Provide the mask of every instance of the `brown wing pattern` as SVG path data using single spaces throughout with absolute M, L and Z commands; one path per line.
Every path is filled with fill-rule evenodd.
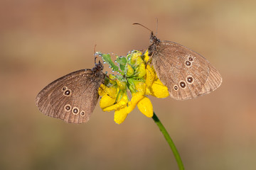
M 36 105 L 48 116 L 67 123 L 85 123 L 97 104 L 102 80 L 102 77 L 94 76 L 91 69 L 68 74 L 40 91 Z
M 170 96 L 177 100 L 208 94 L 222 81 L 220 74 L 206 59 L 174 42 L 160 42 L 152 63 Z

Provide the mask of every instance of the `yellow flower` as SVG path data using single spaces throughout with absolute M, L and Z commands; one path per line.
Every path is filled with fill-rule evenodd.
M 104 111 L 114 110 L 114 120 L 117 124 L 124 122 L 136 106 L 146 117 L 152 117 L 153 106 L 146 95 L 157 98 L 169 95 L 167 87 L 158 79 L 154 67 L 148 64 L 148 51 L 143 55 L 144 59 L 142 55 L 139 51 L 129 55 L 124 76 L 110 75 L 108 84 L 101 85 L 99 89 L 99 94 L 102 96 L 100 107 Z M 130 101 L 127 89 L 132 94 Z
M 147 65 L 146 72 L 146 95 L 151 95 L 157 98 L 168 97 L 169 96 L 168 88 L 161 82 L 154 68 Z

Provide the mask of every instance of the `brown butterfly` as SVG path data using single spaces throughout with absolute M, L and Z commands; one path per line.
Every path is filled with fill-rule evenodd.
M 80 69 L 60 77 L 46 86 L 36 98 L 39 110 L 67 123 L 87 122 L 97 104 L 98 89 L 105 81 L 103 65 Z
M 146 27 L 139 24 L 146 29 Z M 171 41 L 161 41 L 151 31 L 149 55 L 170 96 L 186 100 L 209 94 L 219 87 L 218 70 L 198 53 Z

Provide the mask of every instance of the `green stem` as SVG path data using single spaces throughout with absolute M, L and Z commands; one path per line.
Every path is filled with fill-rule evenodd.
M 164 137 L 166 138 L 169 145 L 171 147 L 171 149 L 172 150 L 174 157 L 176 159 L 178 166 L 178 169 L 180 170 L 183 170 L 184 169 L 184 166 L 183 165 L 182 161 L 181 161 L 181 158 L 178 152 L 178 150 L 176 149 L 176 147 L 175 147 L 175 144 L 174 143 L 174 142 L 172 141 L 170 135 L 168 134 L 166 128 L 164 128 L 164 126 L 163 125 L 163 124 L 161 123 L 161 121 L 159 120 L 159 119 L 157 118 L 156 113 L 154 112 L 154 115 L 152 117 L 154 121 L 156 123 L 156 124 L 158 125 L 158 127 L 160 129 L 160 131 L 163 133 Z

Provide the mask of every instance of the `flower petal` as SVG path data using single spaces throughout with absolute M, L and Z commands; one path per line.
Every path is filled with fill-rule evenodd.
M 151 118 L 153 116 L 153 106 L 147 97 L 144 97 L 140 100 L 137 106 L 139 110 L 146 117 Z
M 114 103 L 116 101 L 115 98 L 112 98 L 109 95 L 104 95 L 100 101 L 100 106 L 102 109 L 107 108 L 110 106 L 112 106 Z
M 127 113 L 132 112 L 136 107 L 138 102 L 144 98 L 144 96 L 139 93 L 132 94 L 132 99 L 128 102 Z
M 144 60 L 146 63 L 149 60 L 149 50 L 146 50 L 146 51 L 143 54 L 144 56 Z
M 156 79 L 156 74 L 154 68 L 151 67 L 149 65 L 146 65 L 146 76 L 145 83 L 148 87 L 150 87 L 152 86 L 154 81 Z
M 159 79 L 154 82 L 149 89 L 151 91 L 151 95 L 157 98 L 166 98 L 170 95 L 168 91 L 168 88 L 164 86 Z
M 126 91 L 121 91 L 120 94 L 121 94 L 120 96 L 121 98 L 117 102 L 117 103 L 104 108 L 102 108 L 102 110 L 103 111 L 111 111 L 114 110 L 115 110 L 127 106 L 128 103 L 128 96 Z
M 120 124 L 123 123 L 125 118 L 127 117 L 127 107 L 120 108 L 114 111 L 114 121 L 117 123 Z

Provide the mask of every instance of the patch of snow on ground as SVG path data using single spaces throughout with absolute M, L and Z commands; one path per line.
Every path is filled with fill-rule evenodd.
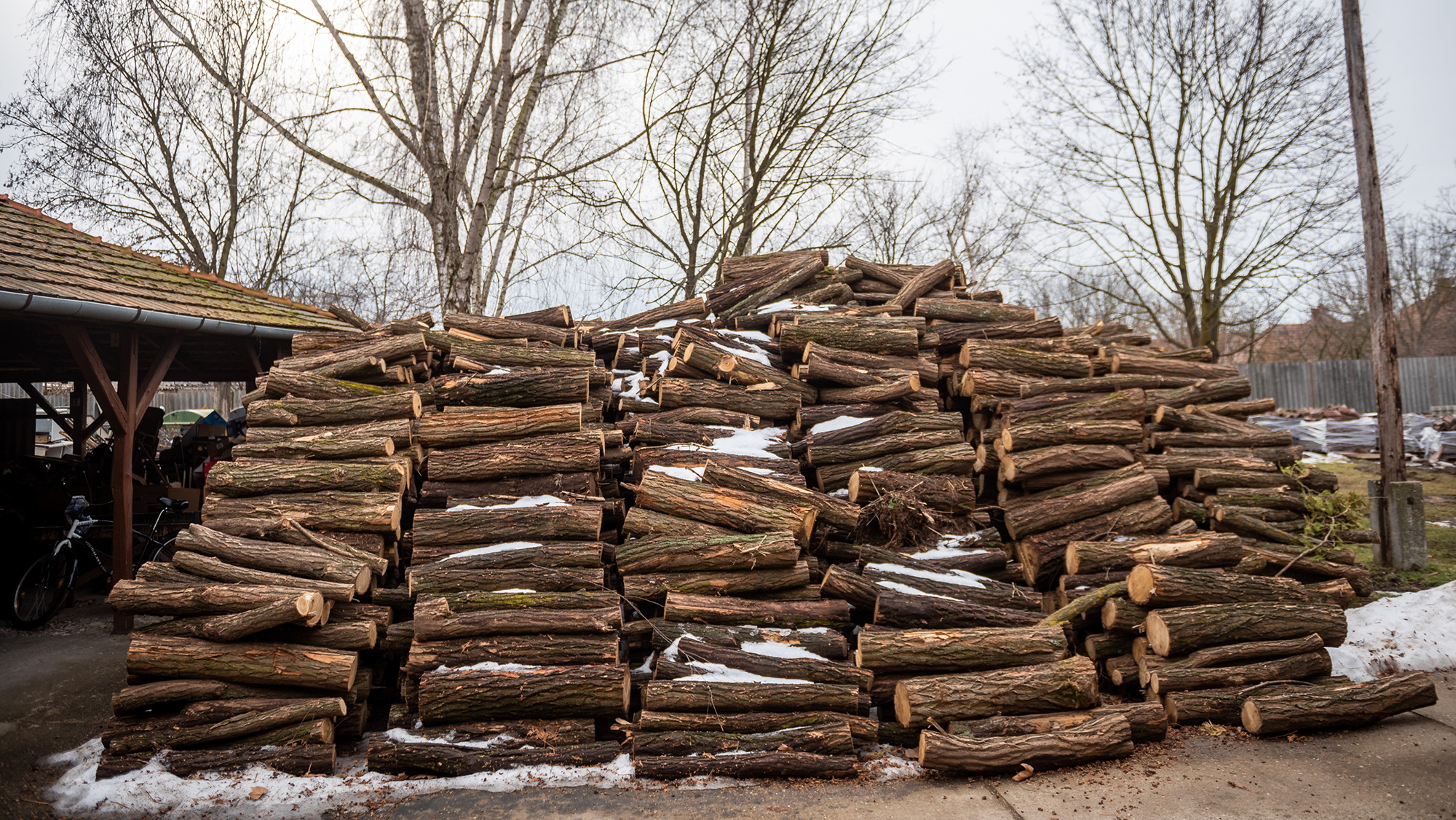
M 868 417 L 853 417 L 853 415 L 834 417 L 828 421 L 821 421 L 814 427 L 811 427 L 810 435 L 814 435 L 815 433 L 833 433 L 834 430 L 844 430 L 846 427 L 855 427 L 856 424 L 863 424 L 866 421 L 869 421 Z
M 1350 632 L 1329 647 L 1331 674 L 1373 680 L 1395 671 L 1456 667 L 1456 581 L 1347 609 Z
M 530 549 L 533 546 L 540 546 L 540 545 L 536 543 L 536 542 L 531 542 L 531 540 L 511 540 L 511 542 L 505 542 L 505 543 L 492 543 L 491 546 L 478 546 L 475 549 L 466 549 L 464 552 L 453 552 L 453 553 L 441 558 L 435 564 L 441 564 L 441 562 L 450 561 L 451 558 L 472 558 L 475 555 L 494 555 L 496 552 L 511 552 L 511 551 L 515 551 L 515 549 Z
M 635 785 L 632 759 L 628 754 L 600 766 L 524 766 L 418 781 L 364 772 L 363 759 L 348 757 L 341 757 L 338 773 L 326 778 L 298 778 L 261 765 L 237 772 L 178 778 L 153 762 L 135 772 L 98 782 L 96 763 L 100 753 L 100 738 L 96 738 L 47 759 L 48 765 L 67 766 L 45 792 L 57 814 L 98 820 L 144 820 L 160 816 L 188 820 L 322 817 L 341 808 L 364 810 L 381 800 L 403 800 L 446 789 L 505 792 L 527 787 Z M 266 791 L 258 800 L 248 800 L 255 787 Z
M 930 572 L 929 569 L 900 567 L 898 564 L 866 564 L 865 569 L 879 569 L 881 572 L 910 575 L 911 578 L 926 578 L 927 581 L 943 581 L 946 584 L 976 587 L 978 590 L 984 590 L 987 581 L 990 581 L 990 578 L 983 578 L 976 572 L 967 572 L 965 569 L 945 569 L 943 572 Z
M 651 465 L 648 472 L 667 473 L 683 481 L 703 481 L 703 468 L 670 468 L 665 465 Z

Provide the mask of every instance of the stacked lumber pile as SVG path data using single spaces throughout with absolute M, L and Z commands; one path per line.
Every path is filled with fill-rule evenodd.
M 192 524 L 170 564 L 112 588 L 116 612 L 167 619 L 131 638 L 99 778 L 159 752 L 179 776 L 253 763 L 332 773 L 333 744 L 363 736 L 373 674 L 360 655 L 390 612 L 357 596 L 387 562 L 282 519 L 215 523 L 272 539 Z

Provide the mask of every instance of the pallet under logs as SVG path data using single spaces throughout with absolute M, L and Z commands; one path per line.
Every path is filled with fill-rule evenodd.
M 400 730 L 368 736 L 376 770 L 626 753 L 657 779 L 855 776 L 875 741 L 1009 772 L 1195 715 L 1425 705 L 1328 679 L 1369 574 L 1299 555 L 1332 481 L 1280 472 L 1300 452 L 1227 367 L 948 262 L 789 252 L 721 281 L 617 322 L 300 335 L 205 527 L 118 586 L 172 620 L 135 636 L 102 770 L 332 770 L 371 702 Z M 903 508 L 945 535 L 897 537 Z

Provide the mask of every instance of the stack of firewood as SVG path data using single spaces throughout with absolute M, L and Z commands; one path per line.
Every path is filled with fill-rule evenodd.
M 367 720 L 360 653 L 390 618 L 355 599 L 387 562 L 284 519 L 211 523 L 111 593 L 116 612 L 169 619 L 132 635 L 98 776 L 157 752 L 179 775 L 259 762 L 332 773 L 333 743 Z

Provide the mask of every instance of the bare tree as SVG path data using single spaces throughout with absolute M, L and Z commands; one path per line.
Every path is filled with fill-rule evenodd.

◆ Exercise details
Convert every line of the rows above into a JSON array of strings, one string per line. Omit blank lines and the pictures.

◆ Written response
[
  "Provide the mask of every instance of the `brown wing pattern` as SVG path data using single spaces throughout with absolute M, L and Z commands; one path per line.",
  "Every path is filled with fill-rule evenodd.",
  "M 36 105 L 48 116 L 67 123 L 85 123 L 97 104 L 102 80 L 102 77 L 94 76 L 91 69 L 68 74 L 40 91 Z",
  "M 170 96 L 177 100 L 208 94 L 222 81 L 220 74 L 206 59 L 174 42 L 160 42 L 152 63 Z",
  "Provide the mask of every instance of the `yellow flower` as SVG path data using single spaces throughout with absolute M, L and Z commands; one path per line.",
  "Every path is filled with fill-rule evenodd.",
  "M 104 111 L 114 110 L 114 120 L 117 124 L 124 122 L 136 106 L 146 117 L 152 117 L 153 106 L 146 95 L 157 98 L 169 95 L 167 87 L 158 79 L 154 67 L 148 64 L 148 51 L 143 55 L 144 59 L 142 55 L 139 51 L 129 55 L 124 76 L 110 75 L 108 84 L 101 85 L 99 89 L 99 94 L 102 96 L 100 107 Z M 130 101 L 127 89 L 132 94 Z",
  "M 147 65 L 146 72 L 146 95 L 151 95 L 157 98 L 168 97 L 169 96 L 168 88 L 161 82 L 154 68 Z",
  "Provide the mask of every instance of the `brown butterfly` as SVG path data using single spaces throughout with absolute M, L and Z commands; one path per line.",
  "Every path is filled with fill-rule evenodd.",
  "M 80 69 L 60 77 L 46 86 L 36 98 L 39 110 L 67 123 L 87 122 L 97 104 L 98 89 L 105 81 L 103 65 Z",
  "M 146 27 L 139 24 L 146 29 Z M 171 41 L 161 41 L 151 31 L 149 55 L 170 96 L 186 100 L 209 94 L 219 87 L 218 70 L 198 53 Z",
  "Provide the mask of every instance of the `green stem` as SVG path data using single spaces throughout with absolute M, L and Z commands; one path per line.",
  "Every path is filled with fill-rule evenodd.",
  "M 164 137 L 166 138 L 169 145 L 171 147 L 171 149 L 172 150 L 174 157 L 176 159 L 178 166 L 178 169 L 180 170 L 183 170 L 184 169 L 184 166 L 183 165 L 182 161 L 181 161 L 181 158 L 178 152 L 178 150 L 176 149 L 176 147 L 175 147 L 175 144 L 174 143 L 174 142 L 172 141 L 170 135 L 168 134 L 166 128 L 164 128 L 164 126 L 163 125 L 163 124 L 161 123 L 161 121 L 159 120 L 159 119 L 157 118 L 156 113 L 154 112 L 154 115 L 152 117 L 154 121 L 156 123 L 156 124 L 158 125 L 158 127 L 160 129 L 160 131 L 163 133 Z",
  "Provide the mask of every instance of the `flower petal` as SVG path data using single spaces throughout with absolute M, L and Z commands; one path per line.",
  "Every path is filled with fill-rule evenodd.",
  "M 151 118 L 153 116 L 153 106 L 147 97 L 144 97 L 140 100 L 137 106 L 139 110 L 146 117 Z",
  "M 114 103 L 116 101 L 115 98 L 112 98 L 109 95 L 104 95 L 100 101 L 100 106 L 102 109 L 107 108 L 110 106 L 112 106 Z",
  "M 127 113 L 132 112 L 136 107 L 138 102 L 144 98 L 144 96 L 139 93 L 132 94 L 132 99 L 128 102 Z",
  "M 144 60 L 146 63 L 149 60 L 149 50 L 146 50 L 146 51 L 143 54 L 144 56 Z",
  "M 156 79 L 156 74 L 154 68 L 151 67 L 149 65 L 146 65 L 146 76 L 145 83 L 148 87 L 150 87 L 152 86 L 154 81 Z",
  "M 159 79 L 154 82 L 149 89 L 151 91 L 151 95 L 157 98 L 166 98 L 170 95 L 168 91 L 168 88 L 164 86 Z",
  "M 126 91 L 121 91 L 120 94 L 121 94 L 120 96 L 121 98 L 117 102 L 117 103 L 104 108 L 102 108 L 102 110 L 103 111 L 111 111 L 114 110 L 115 110 L 127 106 L 128 103 L 128 96 Z",
  "M 120 124 L 123 123 L 125 118 L 127 117 L 127 107 L 120 108 L 114 111 L 114 121 L 117 123 Z",
  "Provide the mask of every instance of the patch of snow on ground as SVG path data using single spaces throughout with absolute M, L and Z commands; one path per line.",
  "Every path is filled with fill-rule evenodd.",
  "M 868 417 L 853 417 L 853 415 L 834 417 L 828 421 L 821 421 L 814 427 L 811 427 L 810 435 L 814 435 L 815 433 L 833 433 L 834 430 L 844 430 L 846 427 L 855 427 L 856 424 L 863 424 L 866 421 L 869 421 Z",
  "M 1350 632 L 1329 647 L 1331 674 L 1373 680 L 1395 671 L 1456 667 L 1456 581 L 1347 609 Z",
  "M 530 549 L 533 546 L 540 546 L 540 545 L 536 543 L 536 542 L 531 542 L 531 540 L 511 540 L 511 542 L 505 542 L 505 543 L 492 543 L 491 546 L 478 546 L 475 549 L 466 549 L 464 552 L 453 552 L 453 553 L 441 558 L 435 564 L 441 564 L 441 562 L 450 561 L 451 558 L 472 558 L 475 555 L 494 555 L 496 552 L 511 552 L 511 551 L 515 551 L 515 549 Z",
  "M 635 785 L 632 759 L 628 754 L 600 766 L 524 766 L 418 781 L 364 772 L 363 759 L 348 757 L 341 757 L 338 773 L 326 778 L 298 778 L 261 765 L 237 772 L 178 778 L 153 762 L 135 772 L 98 782 L 96 763 L 100 753 L 100 738 L 96 738 L 47 759 L 48 765 L 67 766 L 45 792 L 57 814 L 98 820 L 144 820 L 160 816 L 188 820 L 322 817 L 341 808 L 364 810 L 381 800 L 403 800 L 446 789 L 505 792 L 527 787 Z M 266 791 L 258 800 L 248 800 L 255 787 Z",
  "M 930 572 L 929 569 L 900 567 L 898 564 L 866 564 L 865 569 L 879 569 L 881 572 L 910 575 L 911 578 L 926 578 L 927 581 L 943 581 L 946 584 L 976 587 L 978 590 L 984 590 L 987 581 L 990 581 L 990 578 L 983 578 L 976 572 L 967 572 L 965 569 L 945 569 L 943 572 Z",
  "M 651 465 L 648 472 L 667 473 L 683 481 L 703 481 L 703 468 L 670 468 L 665 465 Z",
  "Provide the mask of every instance of the stacked lumber pile as SVG path data using single spaces throughout with absolute M, L and Z commands; one path per line.",
  "Every path is filled with fill-rule evenodd.",
  "M 192 524 L 170 564 L 112 588 L 116 612 L 167 619 L 131 638 L 99 778 L 159 752 L 179 776 L 253 763 L 332 773 L 333 744 L 363 736 L 373 674 L 360 655 L 390 612 L 357 596 L 387 562 L 282 519 L 215 523 L 272 539 Z",
  "Provide the mask of every instance of the pallet under logs as SVG path data using single spaces throughout with absolute M, L and Z commands; one path per line.",
  "Every path is filled with fill-rule evenodd.",
  "M 400 730 L 368 736 L 376 770 L 626 753 L 657 779 L 855 776 L 875 741 L 1009 772 L 1195 715 L 1425 705 L 1328 679 L 1369 574 L 1299 555 L 1332 481 L 1280 472 L 1300 452 L 1227 367 L 948 262 L 789 252 L 721 281 L 617 322 L 300 335 L 205 527 L 118 586 L 172 620 L 135 636 L 102 770 L 332 770 L 371 702 Z M 903 508 L 945 535 L 897 537 Z",
  "Provide the mask of every instance of the stack of firewood as SVG path data using single spaces throughout with absolute M, L and Z commands; one path per line.",
  "Every path is filled with fill-rule evenodd.",
  "M 367 720 L 360 653 L 390 618 L 355 599 L 387 562 L 284 519 L 211 523 L 111 593 L 116 612 L 169 619 L 132 635 L 98 776 L 157 752 L 179 775 L 259 762 L 332 773 L 333 743 Z",
  "Provide the mask of every instance of the bare tree as SVG path data using single spaces throughout with absolute M, L and Z commands; one path per line.",
  "Every path is filled with fill-rule evenodd."
]